New and improved vaccination schedules for dogs call for fewer and less frequent vaccinations!
Core Vaccinations for Dogs
Canine Distemper causes respiratory, digestive, and nervous system signs in affected dogs, spread by contact with discharge from the nose and eyes of infected dogs.
Infectious Canine Hepatitis is spread through infected urine. The virus may cause liver failure, eye damage, and respiratory problems. Commonly encountered clinical signs are vomiting, abdominal pain, diarrhea, and, occasionally, coughing.
Canine Parvovirus is both serious and widespread in dogs, spread by infected feces. The infection causes severe vomiting and diarrhea with blood, which results from the virus damaging the gastrointestinal tract, ultimately resulting in death if untreated. This virus is very resistant in the environment, and is easily carried around on people’s shoes and other objects, leading to virus transfer. Vaccination is the most effective protective strategy for all puppies and dogs.
Canine Parainfluenza Virus is one of the causes of kennel cough. Characteristics of kennel cough are a hacking cough, discharge from the nose, and occasional fever. While the parainfluenza virus on its own produces mild symptoms, especially a cough, it frequently presents as a co-infection with other kennel cough agents.
Rabies is a very serious threat to all mammals, including humans. This disease is almost invariably fatal. Dogs that do not go outside much should still be vaccinated as rabid bats can fly into homes, and rabid wildlife such as skunks and raccoons can enter a fenced yard.
Non-core Vaccinations for Dogs
Kennel Cough symptoms include a dry, hacking cough, nasal discharge, and a fever. Serious infections can eventually lead to pneumonia. Dogs in close contact with other dogs such as those in shelters, boarding facilities, dog shows, training classes, and other high risk environments possibly benefit from vaccination for this disease.
┄┄┄┄┄┄┄┄┄┄┄┄┄┄┄┄┄┄┄┄
● REQUIRED WORK: Reproduce verbatim the stretch of the dog vaccination passage from "Rabies is a" through "for this disease.".

● STORED DATA:
┄┄┄┄┄┄┄┄┄┄┄┄┄┄┄┄┄┄┄┄
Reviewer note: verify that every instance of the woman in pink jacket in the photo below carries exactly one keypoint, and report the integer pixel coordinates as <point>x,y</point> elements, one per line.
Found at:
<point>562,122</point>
┄┄┄┄┄┄┄┄┄┄┄┄┄┄┄┄┄┄┄┄
● THE ANSWER:
Rabies is a very serious threat to all mammals, including humans. This disease is almost invariably fatal. Dogs that do not go outside much should still be vaccinated as rabid bats can fly into homes, and rabid wildlife such as skunks and raccoons can enter a fenced yard.
Non-core Vaccinations for Dogs
Kennel Cough symptoms include a dry, hacking cough, nasal discharge, and a fever. Serious infections can eventually lead to pneumonia. Dogs in close contact with other dogs such as those in shelters, boarding facilities, dog shows, training classes, and other high risk environments possibly benefit from vaccination for this disease.